→ **Exercise details**:
Could you tally the lines of the entries that carry the string "fingers"? Reply with the number and nothing more.

→ **Supplied records**:
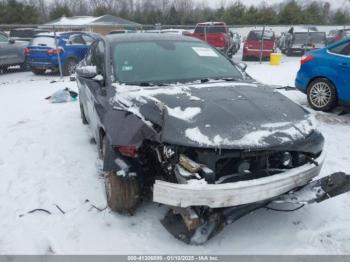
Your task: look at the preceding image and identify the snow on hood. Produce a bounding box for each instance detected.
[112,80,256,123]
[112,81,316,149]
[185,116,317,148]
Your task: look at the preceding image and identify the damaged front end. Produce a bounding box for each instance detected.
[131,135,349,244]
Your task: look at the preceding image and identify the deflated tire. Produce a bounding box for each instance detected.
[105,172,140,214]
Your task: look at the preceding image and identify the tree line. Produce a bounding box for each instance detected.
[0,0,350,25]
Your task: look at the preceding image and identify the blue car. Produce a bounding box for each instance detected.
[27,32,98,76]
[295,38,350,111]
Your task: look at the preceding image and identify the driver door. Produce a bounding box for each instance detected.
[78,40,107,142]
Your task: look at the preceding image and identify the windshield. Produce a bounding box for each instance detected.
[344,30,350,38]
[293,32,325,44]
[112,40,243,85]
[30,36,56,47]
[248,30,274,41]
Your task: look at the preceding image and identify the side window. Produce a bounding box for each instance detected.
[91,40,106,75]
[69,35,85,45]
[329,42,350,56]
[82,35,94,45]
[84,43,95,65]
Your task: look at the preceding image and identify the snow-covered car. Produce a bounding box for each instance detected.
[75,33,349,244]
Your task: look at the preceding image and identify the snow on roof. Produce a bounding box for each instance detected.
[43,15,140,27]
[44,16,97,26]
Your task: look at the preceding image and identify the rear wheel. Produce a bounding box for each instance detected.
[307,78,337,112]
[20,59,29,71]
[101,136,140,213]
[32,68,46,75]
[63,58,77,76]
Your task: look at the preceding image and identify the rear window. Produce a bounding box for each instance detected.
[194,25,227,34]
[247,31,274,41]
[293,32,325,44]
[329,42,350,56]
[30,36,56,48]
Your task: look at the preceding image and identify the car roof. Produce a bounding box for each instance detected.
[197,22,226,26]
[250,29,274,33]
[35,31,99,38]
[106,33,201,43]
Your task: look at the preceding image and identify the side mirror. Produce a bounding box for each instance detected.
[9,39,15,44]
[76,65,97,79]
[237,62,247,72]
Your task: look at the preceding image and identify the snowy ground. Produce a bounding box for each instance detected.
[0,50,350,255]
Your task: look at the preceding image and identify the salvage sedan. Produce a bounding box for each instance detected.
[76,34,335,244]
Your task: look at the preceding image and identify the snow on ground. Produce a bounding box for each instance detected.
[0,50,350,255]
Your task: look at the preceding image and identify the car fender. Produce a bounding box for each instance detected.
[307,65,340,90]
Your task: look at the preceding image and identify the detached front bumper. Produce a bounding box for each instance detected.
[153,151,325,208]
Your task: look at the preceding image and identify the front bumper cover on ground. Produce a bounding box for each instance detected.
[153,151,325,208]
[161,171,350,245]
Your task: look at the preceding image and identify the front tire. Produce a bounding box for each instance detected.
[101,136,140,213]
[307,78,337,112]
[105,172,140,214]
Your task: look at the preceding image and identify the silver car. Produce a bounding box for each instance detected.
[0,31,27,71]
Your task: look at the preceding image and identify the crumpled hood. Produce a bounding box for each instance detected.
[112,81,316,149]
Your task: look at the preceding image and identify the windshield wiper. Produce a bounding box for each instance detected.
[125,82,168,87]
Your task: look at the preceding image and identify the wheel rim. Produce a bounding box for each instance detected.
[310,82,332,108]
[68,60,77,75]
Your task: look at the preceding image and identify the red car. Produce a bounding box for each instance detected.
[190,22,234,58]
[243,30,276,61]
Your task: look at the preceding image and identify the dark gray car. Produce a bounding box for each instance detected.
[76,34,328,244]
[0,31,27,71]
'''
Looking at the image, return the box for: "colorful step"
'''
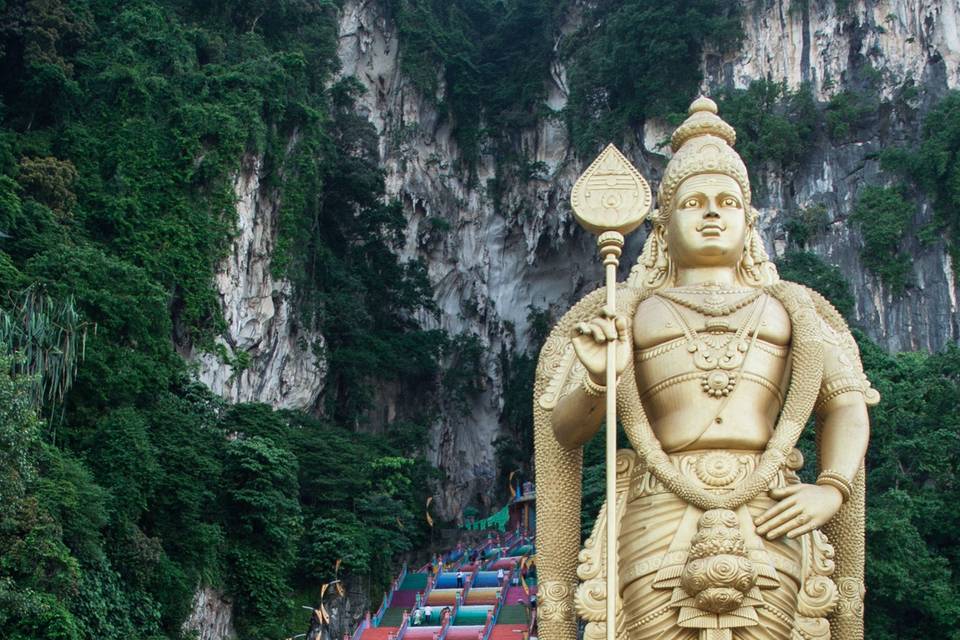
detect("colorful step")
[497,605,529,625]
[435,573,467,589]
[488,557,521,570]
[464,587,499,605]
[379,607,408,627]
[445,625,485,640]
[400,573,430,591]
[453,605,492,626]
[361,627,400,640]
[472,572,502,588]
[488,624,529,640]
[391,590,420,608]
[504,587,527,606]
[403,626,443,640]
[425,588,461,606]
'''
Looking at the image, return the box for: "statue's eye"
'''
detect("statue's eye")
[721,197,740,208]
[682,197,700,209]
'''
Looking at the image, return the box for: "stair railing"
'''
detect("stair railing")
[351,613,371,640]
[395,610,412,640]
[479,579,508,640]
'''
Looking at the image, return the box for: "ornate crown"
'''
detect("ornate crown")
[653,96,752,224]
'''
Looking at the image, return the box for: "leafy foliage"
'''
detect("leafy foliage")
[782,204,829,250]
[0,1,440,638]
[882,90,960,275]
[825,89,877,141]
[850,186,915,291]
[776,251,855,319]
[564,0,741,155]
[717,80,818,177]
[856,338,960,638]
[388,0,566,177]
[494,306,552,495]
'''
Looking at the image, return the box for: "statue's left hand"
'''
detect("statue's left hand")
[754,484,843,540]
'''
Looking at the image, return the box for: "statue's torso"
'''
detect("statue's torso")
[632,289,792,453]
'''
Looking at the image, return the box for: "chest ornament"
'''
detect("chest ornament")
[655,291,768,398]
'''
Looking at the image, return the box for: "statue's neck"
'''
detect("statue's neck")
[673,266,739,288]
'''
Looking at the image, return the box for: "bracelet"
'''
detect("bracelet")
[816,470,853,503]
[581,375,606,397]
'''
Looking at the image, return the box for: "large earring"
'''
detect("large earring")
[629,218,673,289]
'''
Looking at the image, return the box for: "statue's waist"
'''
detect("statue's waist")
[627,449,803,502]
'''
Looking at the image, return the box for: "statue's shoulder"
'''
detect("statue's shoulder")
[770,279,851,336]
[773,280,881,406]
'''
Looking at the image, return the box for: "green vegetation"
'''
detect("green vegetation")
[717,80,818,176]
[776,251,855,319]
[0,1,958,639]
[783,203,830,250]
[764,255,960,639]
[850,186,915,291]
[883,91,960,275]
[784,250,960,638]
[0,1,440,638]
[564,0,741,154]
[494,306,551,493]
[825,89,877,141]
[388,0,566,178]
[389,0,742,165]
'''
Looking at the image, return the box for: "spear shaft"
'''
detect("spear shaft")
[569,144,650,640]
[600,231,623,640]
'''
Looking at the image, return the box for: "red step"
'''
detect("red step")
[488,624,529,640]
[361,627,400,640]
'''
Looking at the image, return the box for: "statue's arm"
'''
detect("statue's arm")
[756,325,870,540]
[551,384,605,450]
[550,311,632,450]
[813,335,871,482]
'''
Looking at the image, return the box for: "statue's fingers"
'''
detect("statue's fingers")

→ **Exercise solution**:
2